• [ACTIVITY]: The lines to extract run from the start of the records through the line with "positive clicks: (356, 84)", both ends included; drop the pictures.

(Stored data entries)
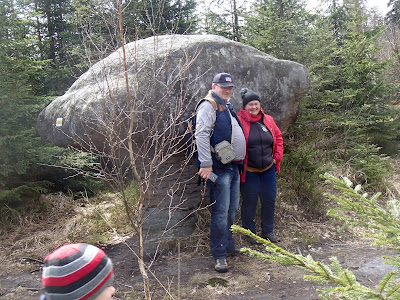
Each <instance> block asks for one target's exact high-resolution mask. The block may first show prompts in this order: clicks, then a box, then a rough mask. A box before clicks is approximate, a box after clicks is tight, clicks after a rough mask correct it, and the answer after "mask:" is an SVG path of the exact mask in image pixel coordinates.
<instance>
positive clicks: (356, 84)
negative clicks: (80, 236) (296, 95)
mask: <svg viewBox="0 0 400 300" xmlns="http://www.w3.org/2000/svg"><path fill="white" fill-rule="evenodd" d="M119 4H121V6H122V17H123V31H124V32H123V34H124V38H125V41H126V42H130V41H135V40H138V39H143V38H146V37H149V36H154V35H162V34H170V33H178V34H193V33H201V34H216V35H221V36H224V37H227V38H229V39H232V40H235V41H239V42H241V43H245V44H249V45H251V46H253V47H255V48H257V49H259V50H261V51H263V52H265V53H268V54H270V55H272V56H275V57H277V58H279V59H287V60H293V61H296V62H298V63H301V64H303V65H305V66H306V67H307V68H308V69H309V71H310V74H311V84H312V88H311V90H310V92H309V93H308V95H307V96H306V97H305V98H304V99H303V100H302V106H301V111H300V115H299V118H298V120H297V122H296V124H295V126H293V127H292V128H291V129H290V132H288V133H287V134H288V136H290V137H292V138H293V140H294V141H295V142H294V143H293V144H292V145H291V144H289V143H288V146H287V151H286V149H285V153H286V159H285V160H286V162H287V165H288V168H286V170H287V171H288V172H292V174H291V175H292V176H293V178H294V181H293V183H292V184H293V185H295V187H294V188H295V189H296V190H297V191H298V193H299V194H302V193H304V194H305V193H308V194H310V195H312V193H309V192H310V191H304V190H303V191H302V189H304V188H310V189H313V188H314V187H313V184H312V182H314V179H313V177H315V176H316V175H317V173H318V170H320V168H321V165H323V164H324V162H326V161H336V162H337V161H340V162H343V163H344V164H346V165H348V166H349V167H350V168H352V169H353V170H354V173H356V178H357V180H358V181H360V182H362V183H365V182H368V183H370V184H372V185H379V184H380V183H382V180H383V179H384V178H385V176H386V175H387V174H388V173H389V172H390V170H389V167H388V166H387V157H388V156H390V155H397V153H398V149H399V146H398V145H399V139H400V137H399V115H398V101H399V94H398V84H399V82H400V78H399V76H400V75H399V67H400V58H399V54H400V53H399V51H400V50H399V49H400V2H399V1H397V0H390V1H389V2H388V3H387V5H388V8H389V10H388V13H387V14H386V15H382V14H381V13H380V12H378V11H373V10H372V11H371V10H369V9H367V8H366V7H367V6H366V3H365V2H364V1H359V0H345V1H343V2H341V1H336V0H328V1H323V2H321V5H320V6H319V7H320V10H313V11H309V10H307V9H306V3H305V2H304V1H297V0H280V1H275V0H272V1H269V0H268V1H253V2H251V3H249V2H245V1H243V2H239V1H237V0H230V1H216V2H213V3H207V2H206V1H197V2H196V1H195V0H187V1H181V0H175V1H174V0H163V1H158V0H144V1H127V2H124V1H122V2H118V1H111V2H110V1H101V0H99V1H98V0H93V1H79V0H71V1H70V0H68V1H65V0H60V1H54V0H35V1H27V0H1V5H0V10H1V19H0V26H1V31H0V41H1V42H0V51H1V55H0V72H1V79H2V80H1V81H2V82H1V93H0V101H1V107H2V109H1V112H0V113H1V118H0V119H1V126H0V130H1V135H0V147H1V149H2V151H1V153H0V157H1V159H0V162H1V168H0V170H1V171H0V208H1V209H4V208H5V207H10V208H17V207H21V204H23V205H22V206H29V204H30V202H32V201H34V199H35V198H37V197H38V195H40V194H43V193H46V192H54V191H56V190H61V191H64V192H65V191H72V192H79V191H80V190H82V189H86V190H88V191H95V190H96V189H98V188H100V187H99V186H98V184H99V183H97V182H95V181H92V180H90V179H88V178H83V177H73V178H71V180H68V181H66V180H64V179H63V178H65V177H66V176H68V174H66V173H68V171H66V170H60V169H56V168H51V167H46V166H49V165H54V164H56V160H57V158H59V157H60V156H63V155H66V154H65V152H66V151H67V150H65V149H60V148H57V147H54V146H52V145H51V144H46V143H43V141H41V139H40V138H39V137H38V135H37V133H36V130H35V122H36V118H37V115H38V113H39V112H40V111H41V109H43V108H44V107H45V106H46V105H47V104H48V103H49V102H51V101H52V99H54V98H55V97H56V96H58V95H62V94H63V93H64V92H65V91H66V90H67V89H68V88H69V87H70V86H71V84H72V83H73V82H74V81H75V80H76V79H77V78H78V77H79V76H80V75H81V74H82V73H83V72H85V71H86V70H87V69H88V67H89V66H91V65H92V64H93V63H95V62H96V61H98V60H99V59H101V58H103V57H105V56H106V55H108V54H110V53H111V52H113V51H115V50H116V49H118V48H119V47H120V40H119V38H118V37H119V33H118V31H119V25H118V5H119ZM366 161H368V162H369V163H368V164H366V163H365V162H366ZM82 163H84V162H83V161H82ZM296 164H300V165H301V166H302V167H303V168H306V169H305V170H303V171H305V172H308V174H309V175H310V181H309V182H308V184H305V185H304V184H302V183H301V182H298V181H299V180H301V178H299V177H303V176H300V175H299V174H297V175H296V174H295V173H296V168H295V167H294V166H295V165H296ZM290 168H292V170H290ZM307 168H308V169H307ZM297 171H298V169H297ZM296 176H297V177H298V178H297V179H296ZM299 197H302V196H301V195H299ZM310 201H313V200H310Z"/></svg>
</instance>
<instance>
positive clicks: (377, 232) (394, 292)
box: [232, 174, 400, 300]
mask: <svg viewBox="0 0 400 300" xmlns="http://www.w3.org/2000/svg"><path fill="white" fill-rule="evenodd" d="M323 178H324V179H326V181H327V182H328V183H330V184H332V185H333V186H334V187H335V188H336V189H337V190H338V191H340V192H341V195H339V196H336V195H332V194H326V196H328V197H329V198H331V199H332V200H334V201H336V203H337V204H338V206H337V207H336V208H333V209H331V210H330V211H329V215H331V216H333V217H337V218H340V219H342V220H344V221H345V222H346V223H347V224H349V225H351V226H362V227H365V228H366V229H367V230H368V231H369V233H368V234H367V236H368V237H369V238H372V239H374V240H375V244H378V245H383V246H385V247H387V248H388V249H389V248H394V249H400V243H399V240H398V237H399V234H400V214H399V211H400V202H399V201H398V200H396V199H392V200H390V201H389V202H388V203H387V204H386V205H385V204H384V203H382V201H379V196H380V193H377V194H374V195H372V196H370V197H369V196H368V194H367V193H364V192H363V191H362V186H361V185H357V186H355V187H353V183H352V182H351V181H350V180H348V179H347V178H344V179H343V180H340V179H337V178H335V177H334V176H332V175H329V174H325V175H324V176H323ZM232 231H233V232H236V233H241V234H244V235H247V236H250V237H252V238H253V239H256V240H257V241H258V242H260V243H262V244H263V245H264V247H265V251H266V252H264V251H263V252H261V251H256V250H253V249H250V248H242V249H241V252H243V253H245V254H247V255H250V256H253V257H255V258H258V259H261V260H265V261H274V262H277V263H281V264H285V265H290V266H296V267H299V268H301V269H303V270H304V271H305V272H306V273H307V275H305V276H304V279H305V280H307V281H313V282H317V283H321V284H322V283H324V284H325V285H328V287H325V288H323V289H318V290H317V291H318V293H319V296H320V297H321V299H348V300H353V299H376V300H378V299H388V300H389V299H392V300H395V299H399V297H400V284H399V283H398V281H397V271H391V272H389V273H387V274H386V275H385V276H384V277H383V278H382V280H381V281H380V282H379V283H377V288H376V289H372V288H369V287H367V286H364V285H362V284H360V283H359V282H358V281H357V278H356V276H355V275H354V273H353V272H351V271H350V270H348V269H344V268H343V267H342V266H341V265H340V263H339V261H338V259H337V258H336V257H331V258H330V264H329V265H328V264H325V263H322V262H320V261H315V260H314V259H313V258H312V256H311V255H308V256H307V257H304V256H302V255H299V254H294V253H291V252H289V251H286V250H284V249H283V248H281V247H279V246H277V245H275V244H273V243H271V242H270V241H269V240H264V239H262V238H260V237H258V236H256V235H255V234H253V233H252V232H251V231H250V230H247V229H243V228H241V227H240V226H237V225H233V226H232ZM383 258H384V259H385V261H386V263H388V264H391V265H395V266H397V267H400V256H396V257H389V256H384V257H383Z"/></svg>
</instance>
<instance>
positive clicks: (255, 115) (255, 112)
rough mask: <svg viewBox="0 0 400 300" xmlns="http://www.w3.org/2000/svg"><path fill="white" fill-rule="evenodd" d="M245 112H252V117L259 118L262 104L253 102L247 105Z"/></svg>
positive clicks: (252, 101)
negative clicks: (261, 104) (258, 114)
mask: <svg viewBox="0 0 400 300" xmlns="http://www.w3.org/2000/svg"><path fill="white" fill-rule="evenodd" d="M244 109H245V110H248V111H250V113H251V115H252V116H257V115H258V113H259V112H260V110H261V104H260V101H258V100H251V101H250V102H249V103H247V104H246V106H245V107H244Z"/></svg>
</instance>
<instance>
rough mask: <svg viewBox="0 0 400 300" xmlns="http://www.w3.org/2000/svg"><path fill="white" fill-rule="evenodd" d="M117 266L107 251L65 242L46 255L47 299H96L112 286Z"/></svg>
mask: <svg viewBox="0 0 400 300" xmlns="http://www.w3.org/2000/svg"><path fill="white" fill-rule="evenodd" d="M113 279H114V269H113V265H112V262H111V259H110V258H109V257H108V256H107V255H106V254H105V253H104V251H103V250H101V249H99V248H97V247H95V246H93V245H89V244H69V245H64V246H62V247H60V248H58V249H57V250H55V251H54V252H52V253H51V254H50V255H48V256H47V257H46V258H45V264H44V268H43V274H42V283H43V285H44V289H45V293H46V299H47V300H84V299H87V300H92V299H95V298H96V297H97V296H98V295H99V294H101V293H102V292H103V291H104V289H106V288H107V287H108V286H111V284H112V281H113Z"/></svg>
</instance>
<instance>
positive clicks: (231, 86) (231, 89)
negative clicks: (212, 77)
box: [216, 84, 235, 90]
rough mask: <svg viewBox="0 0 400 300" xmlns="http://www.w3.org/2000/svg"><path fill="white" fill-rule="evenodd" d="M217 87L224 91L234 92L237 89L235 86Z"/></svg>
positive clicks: (222, 86) (218, 86) (218, 84)
mask: <svg viewBox="0 0 400 300" xmlns="http://www.w3.org/2000/svg"><path fill="white" fill-rule="evenodd" d="M216 86H218V87H220V88H221V89H223V90H233V89H235V87H234V86H222V85H220V84H216Z"/></svg>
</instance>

• [REPLY]:
Each <instance> block asks for one target's exact high-resolution mask. The block may first show prompts in this order: clicks, then a box, then a rough mask. A box before clicks is approximate, a box after clicks is tight, clicks after a rough mask correct it, and the answer after "mask:" is an SVG path of the exact mask in image pixel coordinates.
<instance>
positive clicks: (356, 84)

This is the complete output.